Work required: Starting with the line that holds "like [735, 260].", copy out each remaining line of the listing below, up to and including the last one, and include nothing else.

(Records of labeled points)
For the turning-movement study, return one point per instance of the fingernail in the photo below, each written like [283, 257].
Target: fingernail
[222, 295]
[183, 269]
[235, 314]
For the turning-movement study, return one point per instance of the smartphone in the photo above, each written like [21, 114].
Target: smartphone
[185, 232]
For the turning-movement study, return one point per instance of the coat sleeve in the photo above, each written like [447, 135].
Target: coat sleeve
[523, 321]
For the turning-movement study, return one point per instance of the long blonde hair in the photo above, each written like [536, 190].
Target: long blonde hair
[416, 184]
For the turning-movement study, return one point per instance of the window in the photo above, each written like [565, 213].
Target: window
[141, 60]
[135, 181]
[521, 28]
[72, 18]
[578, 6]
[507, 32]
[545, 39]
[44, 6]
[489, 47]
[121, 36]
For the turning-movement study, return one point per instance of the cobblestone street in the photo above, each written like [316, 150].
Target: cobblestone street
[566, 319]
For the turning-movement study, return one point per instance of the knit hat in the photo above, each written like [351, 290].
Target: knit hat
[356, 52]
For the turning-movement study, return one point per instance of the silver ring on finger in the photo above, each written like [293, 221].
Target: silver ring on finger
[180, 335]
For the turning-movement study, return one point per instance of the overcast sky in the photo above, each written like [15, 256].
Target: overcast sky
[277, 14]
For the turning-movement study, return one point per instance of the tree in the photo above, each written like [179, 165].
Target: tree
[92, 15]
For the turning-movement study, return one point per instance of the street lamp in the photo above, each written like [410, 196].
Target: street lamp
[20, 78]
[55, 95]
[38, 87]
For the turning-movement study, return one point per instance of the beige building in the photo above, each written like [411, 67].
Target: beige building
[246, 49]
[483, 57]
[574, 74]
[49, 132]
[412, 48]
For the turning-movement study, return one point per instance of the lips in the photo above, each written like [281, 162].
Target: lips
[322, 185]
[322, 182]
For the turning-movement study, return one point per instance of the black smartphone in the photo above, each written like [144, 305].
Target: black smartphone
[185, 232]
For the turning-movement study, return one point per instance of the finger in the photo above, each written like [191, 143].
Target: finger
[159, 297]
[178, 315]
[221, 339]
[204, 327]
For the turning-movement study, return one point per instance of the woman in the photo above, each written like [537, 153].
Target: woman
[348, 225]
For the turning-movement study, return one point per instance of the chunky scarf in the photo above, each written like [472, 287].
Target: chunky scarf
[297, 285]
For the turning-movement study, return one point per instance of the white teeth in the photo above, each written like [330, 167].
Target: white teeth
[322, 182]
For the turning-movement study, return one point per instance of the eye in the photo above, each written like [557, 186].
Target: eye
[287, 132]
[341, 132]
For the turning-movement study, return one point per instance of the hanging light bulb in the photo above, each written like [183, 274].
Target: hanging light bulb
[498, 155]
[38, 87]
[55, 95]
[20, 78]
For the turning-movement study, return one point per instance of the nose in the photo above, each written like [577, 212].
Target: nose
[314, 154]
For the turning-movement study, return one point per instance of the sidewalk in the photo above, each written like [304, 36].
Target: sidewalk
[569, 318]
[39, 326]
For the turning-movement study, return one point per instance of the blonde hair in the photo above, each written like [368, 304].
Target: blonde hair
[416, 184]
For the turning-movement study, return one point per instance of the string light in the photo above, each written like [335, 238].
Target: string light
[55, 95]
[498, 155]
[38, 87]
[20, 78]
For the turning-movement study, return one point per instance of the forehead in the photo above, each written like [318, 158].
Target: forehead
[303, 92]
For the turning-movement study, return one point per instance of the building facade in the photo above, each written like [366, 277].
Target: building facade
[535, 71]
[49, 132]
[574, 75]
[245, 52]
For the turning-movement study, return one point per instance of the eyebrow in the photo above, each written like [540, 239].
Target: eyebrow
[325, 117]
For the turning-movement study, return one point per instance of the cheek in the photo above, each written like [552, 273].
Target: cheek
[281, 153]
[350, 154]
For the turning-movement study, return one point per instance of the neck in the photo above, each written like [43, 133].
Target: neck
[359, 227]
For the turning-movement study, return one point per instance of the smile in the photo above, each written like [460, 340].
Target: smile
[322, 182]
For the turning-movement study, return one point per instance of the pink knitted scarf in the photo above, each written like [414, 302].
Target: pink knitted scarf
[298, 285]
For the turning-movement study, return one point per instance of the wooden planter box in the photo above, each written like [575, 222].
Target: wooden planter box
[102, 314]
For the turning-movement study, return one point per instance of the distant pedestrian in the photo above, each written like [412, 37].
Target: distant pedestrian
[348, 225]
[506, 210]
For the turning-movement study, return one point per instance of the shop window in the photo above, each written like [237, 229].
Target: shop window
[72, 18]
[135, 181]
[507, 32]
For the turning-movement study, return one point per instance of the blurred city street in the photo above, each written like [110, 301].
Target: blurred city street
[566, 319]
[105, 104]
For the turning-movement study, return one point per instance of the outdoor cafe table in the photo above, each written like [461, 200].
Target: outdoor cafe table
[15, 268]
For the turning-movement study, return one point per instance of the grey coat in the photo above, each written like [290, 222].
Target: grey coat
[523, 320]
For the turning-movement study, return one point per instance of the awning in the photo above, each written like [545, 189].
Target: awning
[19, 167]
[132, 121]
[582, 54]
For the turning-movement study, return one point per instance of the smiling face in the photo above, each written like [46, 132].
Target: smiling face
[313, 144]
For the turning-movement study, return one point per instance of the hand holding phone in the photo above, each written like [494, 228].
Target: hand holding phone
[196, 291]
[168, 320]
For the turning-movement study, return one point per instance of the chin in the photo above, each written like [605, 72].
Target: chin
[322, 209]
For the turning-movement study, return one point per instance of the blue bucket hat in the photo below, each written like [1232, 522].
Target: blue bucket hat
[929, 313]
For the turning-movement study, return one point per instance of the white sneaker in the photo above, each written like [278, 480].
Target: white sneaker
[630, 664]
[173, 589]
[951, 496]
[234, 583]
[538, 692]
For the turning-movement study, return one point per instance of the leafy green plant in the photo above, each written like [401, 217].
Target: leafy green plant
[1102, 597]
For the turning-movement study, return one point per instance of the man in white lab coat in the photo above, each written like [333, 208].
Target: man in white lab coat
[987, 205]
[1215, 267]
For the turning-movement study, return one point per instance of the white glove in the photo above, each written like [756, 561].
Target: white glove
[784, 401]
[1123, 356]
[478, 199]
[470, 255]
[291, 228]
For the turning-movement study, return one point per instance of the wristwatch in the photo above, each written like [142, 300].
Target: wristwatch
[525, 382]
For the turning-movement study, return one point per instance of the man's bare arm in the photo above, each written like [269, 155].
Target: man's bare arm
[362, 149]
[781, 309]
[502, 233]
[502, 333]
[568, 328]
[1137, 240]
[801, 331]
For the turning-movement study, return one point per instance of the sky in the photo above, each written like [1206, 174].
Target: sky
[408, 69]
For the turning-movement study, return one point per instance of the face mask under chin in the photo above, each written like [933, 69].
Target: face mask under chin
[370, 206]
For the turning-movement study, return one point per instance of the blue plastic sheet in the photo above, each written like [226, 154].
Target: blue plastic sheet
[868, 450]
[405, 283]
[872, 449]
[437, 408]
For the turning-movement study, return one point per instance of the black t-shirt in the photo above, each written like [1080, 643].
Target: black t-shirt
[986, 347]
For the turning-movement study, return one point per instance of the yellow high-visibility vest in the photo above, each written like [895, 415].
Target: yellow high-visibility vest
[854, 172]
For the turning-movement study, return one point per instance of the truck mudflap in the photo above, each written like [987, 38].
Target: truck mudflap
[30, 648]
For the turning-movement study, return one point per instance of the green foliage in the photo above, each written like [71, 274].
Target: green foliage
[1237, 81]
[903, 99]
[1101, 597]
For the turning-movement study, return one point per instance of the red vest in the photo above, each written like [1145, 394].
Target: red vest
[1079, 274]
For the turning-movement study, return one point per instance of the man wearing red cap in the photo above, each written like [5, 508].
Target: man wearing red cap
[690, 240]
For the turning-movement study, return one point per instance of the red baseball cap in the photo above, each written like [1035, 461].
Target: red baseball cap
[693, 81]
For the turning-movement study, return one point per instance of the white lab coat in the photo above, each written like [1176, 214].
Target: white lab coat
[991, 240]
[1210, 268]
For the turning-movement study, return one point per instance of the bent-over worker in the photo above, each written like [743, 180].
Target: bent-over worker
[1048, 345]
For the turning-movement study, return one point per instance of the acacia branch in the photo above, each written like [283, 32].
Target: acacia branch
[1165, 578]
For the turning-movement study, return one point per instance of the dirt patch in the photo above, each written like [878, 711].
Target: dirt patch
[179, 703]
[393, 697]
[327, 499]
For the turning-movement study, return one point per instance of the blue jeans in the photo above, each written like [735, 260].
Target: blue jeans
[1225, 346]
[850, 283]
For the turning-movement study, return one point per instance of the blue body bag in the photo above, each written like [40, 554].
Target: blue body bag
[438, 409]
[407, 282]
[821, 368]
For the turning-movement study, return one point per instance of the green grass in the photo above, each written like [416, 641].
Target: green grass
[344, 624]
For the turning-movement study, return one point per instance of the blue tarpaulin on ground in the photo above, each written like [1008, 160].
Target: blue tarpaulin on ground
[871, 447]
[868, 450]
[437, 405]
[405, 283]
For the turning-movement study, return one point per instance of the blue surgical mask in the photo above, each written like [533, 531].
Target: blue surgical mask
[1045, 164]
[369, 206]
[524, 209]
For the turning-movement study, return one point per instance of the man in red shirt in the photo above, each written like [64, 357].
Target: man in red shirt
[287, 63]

Solved problem:
For the turning-movement study, return one point per instance of the blue jeans in the photo above, each written like [735, 260].
Target: blue jeans
[1225, 346]
[850, 283]
For the turning-movement study, return one point per instance of the blue body bag in the photo above, each written like [40, 554].
Target: blue body bag
[438, 409]
[407, 282]
[821, 368]
For the turning-movement study, return one point per instance of the green grass in the photo above, each written like [416, 641].
Target: green grass
[344, 624]
For the turning-movement study, return one point per instance of the blue tarpaulin on ground in the photo above, each written like [1008, 160].
Target: blue tarpaulin on ground
[871, 447]
[868, 450]
[437, 405]
[405, 283]
For the turning-movement study, return one point per instance of the blue surgical mask in the photo above, each written like [533, 531].
Target: blue surgical mask
[1045, 164]
[369, 206]
[524, 209]
For the turning-movement study, return one point per instance of the man in red shirt in the photo above, each written like [64, 357].
Target: man in red shirt
[287, 63]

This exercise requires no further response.